Natural-language object grounding data
-----

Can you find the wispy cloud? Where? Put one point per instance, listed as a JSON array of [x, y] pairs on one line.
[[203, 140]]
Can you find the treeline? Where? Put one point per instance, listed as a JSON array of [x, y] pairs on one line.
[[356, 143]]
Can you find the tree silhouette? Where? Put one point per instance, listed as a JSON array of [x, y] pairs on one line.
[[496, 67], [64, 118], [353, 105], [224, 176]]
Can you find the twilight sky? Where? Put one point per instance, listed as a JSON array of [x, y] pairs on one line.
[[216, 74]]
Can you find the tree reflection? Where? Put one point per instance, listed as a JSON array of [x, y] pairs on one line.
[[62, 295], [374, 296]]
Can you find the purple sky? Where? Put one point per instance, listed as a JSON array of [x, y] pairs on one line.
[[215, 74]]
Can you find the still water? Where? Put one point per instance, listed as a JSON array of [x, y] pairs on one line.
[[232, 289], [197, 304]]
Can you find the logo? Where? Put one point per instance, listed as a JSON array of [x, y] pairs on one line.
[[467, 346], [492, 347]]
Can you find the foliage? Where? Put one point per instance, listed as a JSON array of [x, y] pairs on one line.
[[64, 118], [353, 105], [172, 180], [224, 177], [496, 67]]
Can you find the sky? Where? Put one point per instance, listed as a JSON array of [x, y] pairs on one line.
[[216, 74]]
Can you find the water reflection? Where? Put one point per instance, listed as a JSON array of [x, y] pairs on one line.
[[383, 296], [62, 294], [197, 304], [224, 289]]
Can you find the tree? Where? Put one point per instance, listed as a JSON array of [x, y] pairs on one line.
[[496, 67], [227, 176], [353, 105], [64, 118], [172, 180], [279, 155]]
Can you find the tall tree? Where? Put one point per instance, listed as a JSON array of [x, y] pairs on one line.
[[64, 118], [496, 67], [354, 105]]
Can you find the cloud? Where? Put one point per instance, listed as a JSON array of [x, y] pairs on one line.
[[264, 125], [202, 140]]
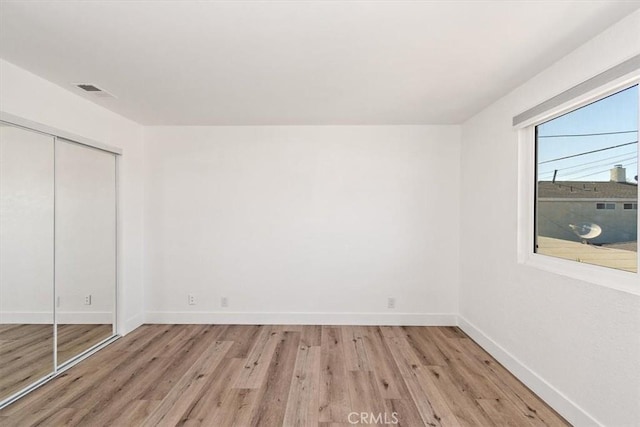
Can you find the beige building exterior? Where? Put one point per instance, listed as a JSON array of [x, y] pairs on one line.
[[564, 207]]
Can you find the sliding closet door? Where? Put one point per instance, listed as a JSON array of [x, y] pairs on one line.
[[85, 247], [26, 258]]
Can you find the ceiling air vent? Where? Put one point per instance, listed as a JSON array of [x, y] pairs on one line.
[[94, 90], [89, 88]]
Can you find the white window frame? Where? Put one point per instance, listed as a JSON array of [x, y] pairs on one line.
[[604, 276]]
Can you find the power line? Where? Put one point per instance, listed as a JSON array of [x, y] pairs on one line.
[[589, 152], [598, 166], [604, 159], [587, 134], [601, 171]]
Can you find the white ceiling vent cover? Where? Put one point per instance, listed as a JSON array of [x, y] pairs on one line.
[[93, 90]]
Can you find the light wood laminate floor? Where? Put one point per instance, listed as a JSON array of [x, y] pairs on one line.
[[222, 375], [26, 350]]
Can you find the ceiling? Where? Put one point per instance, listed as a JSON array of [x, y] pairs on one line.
[[297, 63]]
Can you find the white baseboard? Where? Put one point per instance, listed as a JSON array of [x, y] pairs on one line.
[[558, 401], [132, 323], [253, 318], [68, 317]]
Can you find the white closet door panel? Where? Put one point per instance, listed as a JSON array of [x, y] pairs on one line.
[[85, 246], [26, 258]]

-----

» **What this task involves**
Reproduce the data above without a single change, please, but without its pictures.

» **Reply**
Can you find the wispy cloud? Where? Put one point per instance, listed as a JSON array of [x, y] pairs on one line.
[[203, 140]]
Can you find the treeline? Where? Put one point per instance, listed as a JSON array of [x, y] pairs on one line.
[[356, 143]]
Can you find the tree silhouette? Where? Put one point per instance, listed as a JSON array of [x, y] pairs on one line.
[[496, 67], [64, 118], [353, 105], [224, 176]]
Can you find the twilight sky? Where? Put one point per instance, listed as a JSON array of [x, y] pairs on one line.
[[216, 74]]
Can you find the tree reflection? Where? Put one point per instance, listed as a JSON array of [x, y] pairs on one line.
[[62, 295], [374, 296]]
Can you find the purple sky? Where? Put one point per instance, listed as a JSON array of [x, y] pairs on one line.
[[215, 74]]
Can you find the still water? Where? Put one point per instance, listed as a JSON array of [x, y] pairs on one line.
[[232, 289], [197, 304]]
Can you find the logo? Where? Put one point per instance, listed as a JSON array of [x, y] pairs on one line.
[[467, 346], [492, 347]]
Can you find the foliage? Where? Put one point per instance, listed as a JSON array of [x, y] pairs on one line.
[[64, 118], [353, 105], [172, 180], [224, 177], [496, 67]]
Can you find the sky? Where? Put one point per instance, listed as a JSON array of [x, y] pairs on one line.
[[216, 74]]
Can you find the water reflection? Where? Put one point per instance, listed as a JSON array of [x, y] pairs on one line.
[[383, 296], [62, 294], [197, 304], [224, 289]]
Can you find the tree? Where? Put one point per instance, listed as a JSON array of [x, y] pairs on one line.
[[496, 67], [227, 176], [353, 105], [64, 118], [172, 180], [279, 155]]
Can you find the tall tree? Where? Put one point per instance, listed as a JSON array of [x, y] pairs on one line.
[[64, 118], [496, 67], [354, 105]]
Can you find the cloud? Where? Put one point per instance, listed as a JSON array of [x, y] pairs on one line.
[[264, 125], [202, 140]]
Can you find the beige building exterior? Where? Put one point per instance, listed as a JSON array of [x, y] pairs on one line.
[[564, 207]]
Can you find the sliding closet door? Where? Put one point per instance, listed as a JSON array of [x, y] pairs on one line.
[[85, 247], [26, 258]]
Can you find the ceiling air vent? Where? Put one point per instance, listed as a JSON array of [x, y] pairs on one line.
[[94, 90], [89, 88]]
Can you find the white window frame? Where? Put one point per instance, listed as a JSON array of [x, y] pairs on one line.
[[604, 276]]
Can you find the power line? Where? Put one point per instance, listed as a JSON array of [x, y] pairs on one line.
[[589, 152], [598, 166], [604, 159], [587, 134], [601, 171]]
Can you find the white ceiling vent cover? Where? Put one point per instance, listed as a JSON array of [x, y] pairs on one line.
[[93, 90]]
Can you find the light wood laminate floor? Where? Put one point per instance, listed as a JSON array of [x, y] pairs on one line.
[[222, 375], [26, 350]]
Can you find the ceiling? Where? Put one point per instance, listed as a JSON array of [x, y] pairs on one line.
[[297, 63]]
Can you find the white baseboard? Where? Put one point per instance, listed as a JSON array of [x, y] pairs on one line.
[[558, 401], [132, 323], [253, 318], [68, 317]]
Can you find the white closet door panel? Where? Put one point per instance, listed as a JSON array of [x, y] pairs on one line.
[[85, 246], [26, 258]]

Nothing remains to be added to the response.